Return the following lines unchanged, from first to last.

» **Records to process**
==*==

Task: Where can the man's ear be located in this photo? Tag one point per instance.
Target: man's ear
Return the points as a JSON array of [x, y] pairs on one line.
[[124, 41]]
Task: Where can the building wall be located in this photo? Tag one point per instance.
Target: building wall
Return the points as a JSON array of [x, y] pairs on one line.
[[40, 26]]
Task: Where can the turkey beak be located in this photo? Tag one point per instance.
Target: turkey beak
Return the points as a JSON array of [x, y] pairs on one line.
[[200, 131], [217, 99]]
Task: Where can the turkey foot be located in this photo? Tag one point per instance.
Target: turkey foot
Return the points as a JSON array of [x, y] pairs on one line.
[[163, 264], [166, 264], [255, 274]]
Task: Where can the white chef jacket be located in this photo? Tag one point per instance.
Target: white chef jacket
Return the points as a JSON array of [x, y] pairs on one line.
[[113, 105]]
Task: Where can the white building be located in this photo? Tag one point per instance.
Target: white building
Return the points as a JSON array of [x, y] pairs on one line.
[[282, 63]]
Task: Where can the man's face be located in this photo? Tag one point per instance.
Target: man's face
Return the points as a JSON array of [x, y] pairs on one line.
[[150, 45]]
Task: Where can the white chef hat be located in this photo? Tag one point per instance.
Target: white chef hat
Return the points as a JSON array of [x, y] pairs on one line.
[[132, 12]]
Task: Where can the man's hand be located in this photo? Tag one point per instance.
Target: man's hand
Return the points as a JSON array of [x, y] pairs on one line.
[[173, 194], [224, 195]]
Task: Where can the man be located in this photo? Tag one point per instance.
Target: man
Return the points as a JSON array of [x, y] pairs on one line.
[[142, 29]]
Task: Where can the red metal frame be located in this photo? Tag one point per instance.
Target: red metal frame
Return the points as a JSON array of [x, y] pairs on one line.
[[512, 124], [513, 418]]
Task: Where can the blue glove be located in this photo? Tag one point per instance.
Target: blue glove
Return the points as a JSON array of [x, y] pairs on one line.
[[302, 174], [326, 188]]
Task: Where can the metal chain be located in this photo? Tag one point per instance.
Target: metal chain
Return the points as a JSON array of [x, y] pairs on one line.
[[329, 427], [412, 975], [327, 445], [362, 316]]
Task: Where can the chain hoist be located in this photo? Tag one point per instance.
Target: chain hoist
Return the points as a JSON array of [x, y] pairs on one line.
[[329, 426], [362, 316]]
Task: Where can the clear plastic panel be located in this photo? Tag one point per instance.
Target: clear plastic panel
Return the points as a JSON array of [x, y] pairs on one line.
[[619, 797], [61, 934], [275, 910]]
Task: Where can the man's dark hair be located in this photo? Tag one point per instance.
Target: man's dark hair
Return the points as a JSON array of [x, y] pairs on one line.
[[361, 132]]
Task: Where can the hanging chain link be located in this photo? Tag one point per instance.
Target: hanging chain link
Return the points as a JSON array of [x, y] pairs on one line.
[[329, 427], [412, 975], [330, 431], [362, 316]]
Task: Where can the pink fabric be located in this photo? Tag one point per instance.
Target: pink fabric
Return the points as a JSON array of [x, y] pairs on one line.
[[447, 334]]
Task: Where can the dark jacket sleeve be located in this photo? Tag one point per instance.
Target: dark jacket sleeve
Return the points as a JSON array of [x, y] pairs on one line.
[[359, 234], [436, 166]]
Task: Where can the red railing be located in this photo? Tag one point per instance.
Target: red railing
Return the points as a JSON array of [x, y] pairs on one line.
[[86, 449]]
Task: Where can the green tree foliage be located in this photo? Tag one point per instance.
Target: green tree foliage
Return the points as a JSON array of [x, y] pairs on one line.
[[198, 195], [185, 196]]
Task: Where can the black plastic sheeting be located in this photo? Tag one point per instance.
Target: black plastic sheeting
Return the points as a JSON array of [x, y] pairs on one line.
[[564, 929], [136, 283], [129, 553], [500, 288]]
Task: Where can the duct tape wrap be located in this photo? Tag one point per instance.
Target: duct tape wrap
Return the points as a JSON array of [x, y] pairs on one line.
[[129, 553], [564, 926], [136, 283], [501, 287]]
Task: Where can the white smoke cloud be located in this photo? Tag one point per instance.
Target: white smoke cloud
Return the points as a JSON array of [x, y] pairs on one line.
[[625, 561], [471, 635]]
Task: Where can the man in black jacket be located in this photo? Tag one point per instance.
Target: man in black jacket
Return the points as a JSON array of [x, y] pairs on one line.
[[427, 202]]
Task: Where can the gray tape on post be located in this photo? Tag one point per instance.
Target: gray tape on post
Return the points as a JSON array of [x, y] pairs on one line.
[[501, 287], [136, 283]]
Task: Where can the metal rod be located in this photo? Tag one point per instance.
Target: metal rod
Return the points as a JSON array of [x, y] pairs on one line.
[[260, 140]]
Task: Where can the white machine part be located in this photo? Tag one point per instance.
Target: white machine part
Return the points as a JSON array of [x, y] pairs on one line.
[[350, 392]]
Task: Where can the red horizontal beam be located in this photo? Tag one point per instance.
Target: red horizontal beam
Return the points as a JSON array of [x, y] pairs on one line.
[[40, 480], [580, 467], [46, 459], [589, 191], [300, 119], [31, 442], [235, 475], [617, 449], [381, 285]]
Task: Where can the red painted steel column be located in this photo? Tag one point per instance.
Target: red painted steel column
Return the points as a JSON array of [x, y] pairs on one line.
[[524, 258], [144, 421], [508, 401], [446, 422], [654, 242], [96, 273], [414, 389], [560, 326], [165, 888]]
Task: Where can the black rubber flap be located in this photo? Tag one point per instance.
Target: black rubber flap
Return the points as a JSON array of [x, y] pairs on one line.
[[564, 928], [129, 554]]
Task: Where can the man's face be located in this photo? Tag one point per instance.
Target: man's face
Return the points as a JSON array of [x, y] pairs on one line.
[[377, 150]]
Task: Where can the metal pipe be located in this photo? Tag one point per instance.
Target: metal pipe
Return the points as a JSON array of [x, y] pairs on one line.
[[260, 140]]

==*==

» **Output of the exercise**
Task: Where can the man's ear be located in this photo? Tag one point per instance.
Target: man's ear
Return the points as a JSON array of [x, y] pairs on one line.
[[124, 41]]
Task: Where can the building wall be located in this photo? Tag one point per instance.
Target: building wall
Return the points as a JSON array of [x, y] pairs on one line.
[[40, 26]]
Task: Where can the turkey beak be located in this photo? Tag one point per instance.
Target: turkey beak
Return the points as a JSON array of [x, y] pairs on one line.
[[200, 131], [217, 99]]
Task: Where can the turkey foot be located in this photo? Tag one point per instance.
Target: turkey foot
Return the points as a JSON array of [x, y] pairs on one line.
[[163, 264], [166, 264], [255, 274]]
Task: Where can the white chef jacket be located in this photo? Tag one point per instance.
Target: white chef jacket
Return the points as a JSON array of [x, y] pairs on one line.
[[113, 105]]
Task: Where can the white building be located in this photo? Tag one point per instance.
Target: white building
Return the points as a JSON array of [x, y] pairs on one line.
[[282, 63]]
Task: Where can the man's face be located in this photo? Tag one point per instance.
Target: man's face
Return the points as a JSON array of [x, y] pairs on one line.
[[150, 45]]
Task: Where can the white chef hat be located in this photo? Tag one point per instance.
Target: white chef hat
Return the points as a JSON array of [x, y] pairs on one line.
[[132, 12]]
Task: Where can the man's hand be located in this photo? Tag one point per instance.
Target: man's hand
Return the points as a JSON array of [x, y] pairs on one line.
[[173, 194], [224, 195]]
Task: Where can the man be located in this photo? Tag one point per instance.
Target: man
Return the points as a JSON array of [x, y] pairs on one line.
[[142, 29]]
Task: Where can the red metal frame be located in this photo? Tag one point per instance.
Target: red metal frame
Return the points as a JSON array of [x, y] pairs on one line.
[[512, 124], [513, 418]]
Task: Where can the blue glove be located in this photo? Tag one point per instance.
Target: blue glove
Return the points as a JSON array of [x, y] pairs on one line.
[[302, 174], [326, 188]]
Task: Where can the metal chain be located in this photo? Tag one point per instance.
Target: metal chain
Return the points as a JSON array of [x, y] pairs on one line.
[[329, 427], [412, 975], [327, 445], [362, 316]]
Task: Where can the chain hoist be located in this photo? Tag one point per instance.
Target: chain hoist
Return the points as a JSON array of [x, y] pairs on one line.
[[329, 426], [362, 316]]
Task: Where can the clear plastic panel be located in this photo? Tag one point per instance.
Target: clear plastic panel
Return the points as a JSON array of [x, y] pairs on one line.
[[619, 797], [61, 934], [275, 910]]
Task: Where can the man's dark hair be located in this photo? Tag one point per instance.
Target: man's dark hair
Return the points as a JSON array of [x, y] pairs on one line.
[[361, 132]]
Task: Where can the hanging chain link be located in this photo? Tag one point per instance.
Target: hanging chain link
Return the points as a JSON array of [x, y] pairs on one line.
[[329, 427], [412, 975], [330, 431], [362, 316]]
Task: Where can the pink fabric be located in this photo? Tag one point per instance.
Target: pink fabric
Return the points as a JSON array of [x, y] pairs on one line.
[[447, 334]]
Task: Where can the dark jacket sleeve be located in this photo? Tag one point per instance.
Target: dark jacket sleeve
Return the points as a JSON array of [x, y] pairs on one line.
[[359, 234], [436, 166]]
Task: Where can the red railing be located in this photo? Tag one point per instance.
Target: red railing
Return the points as a JSON array of [x, y] pairs on one line.
[[86, 449]]
Task: Where can the green tree foliage be located in this photo? Tag one point per instance.
Target: green tree foliage
Return the points as a JSON array of [x, y] pairs on one line.
[[198, 195], [185, 196]]
Task: Where can the black plastic sheeting be located in this photo? Tag one point per instance.
Target: black plastic sheeting
Return the points as a JSON array of [x, y] pairs on one line.
[[564, 929], [136, 283], [129, 553], [500, 288]]
Task: Where can the duct tape wrap be located in this photo? Tag one point per instance.
Target: duct tape wrap
Return the points as a JSON array of [x, y] pairs on one line.
[[129, 553], [564, 926], [136, 283], [501, 287]]
Task: Where can the white smoke cloud be located in this photo? Tag one point per instance.
Target: white smoke cloud
Return the points as a JSON array of [x, y] pairs on one line.
[[625, 561], [471, 635]]
Task: Where can the man in black jacket be located in this photo? Tag one point per instance.
Target: man in black jacket
Return the points as a JSON array of [x, y] pairs on one line.
[[427, 202]]
Task: Where can the gray tape on post be located in this photo? Tag one point per instance.
Target: gray tape on post
Return the points as a JSON array of [x, y] pairs on one line.
[[501, 287], [136, 283]]
Task: Where can the metal rod be located in this photo? Tag one point per instance.
Target: metal rod
Return the points as a JSON array of [x, y] pairs on one line.
[[260, 140]]
Task: Where can the white machine part be located in this photo? Tag one point per instance.
Target: white machine part
Return the points as a JSON array of [x, y] pairs on one line.
[[350, 392]]
Task: Where can the red horizontal beam be located in this photo? Tag one point per instance.
Target: red horizontal beam
Return the points as a JSON array of [x, y] pairs on one line.
[[40, 480], [580, 467], [46, 459], [589, 191], [300, 119], [31, 442], [235, 475], [617, 449], [381, 285]]
Task: Where can the red painted steel column be located in this photo? Tag one point per instance.
Target: red painted steel column
Return the points as a JSON array of [x, y] pairs on one line.
[[524, 258], [144, 421], [508, 401], [446, 422], [654, 242], [96, 273], [414, 389], [560, 326], [165, 888]]
Task: Where can the black rubber flap be located in this photo? Tag one point per instance.
Target: black rubber flap
Return the points as a JSON array of [x, y] pairs on one line.
[[564, 928], [129, 554]]
Task: Where can the man's face be located in this photo? Tag one point per instance.
Target: man's face
Return the points as a JSON array of [x, y] pairs on one line.
[[377, 150]]
Task: Where can the metal pipe be located in this photo? Tag one point per instance.
Target: metal pipe
Return the points as a JSON array of [x, y] pairs on one line.
[[260, 140]]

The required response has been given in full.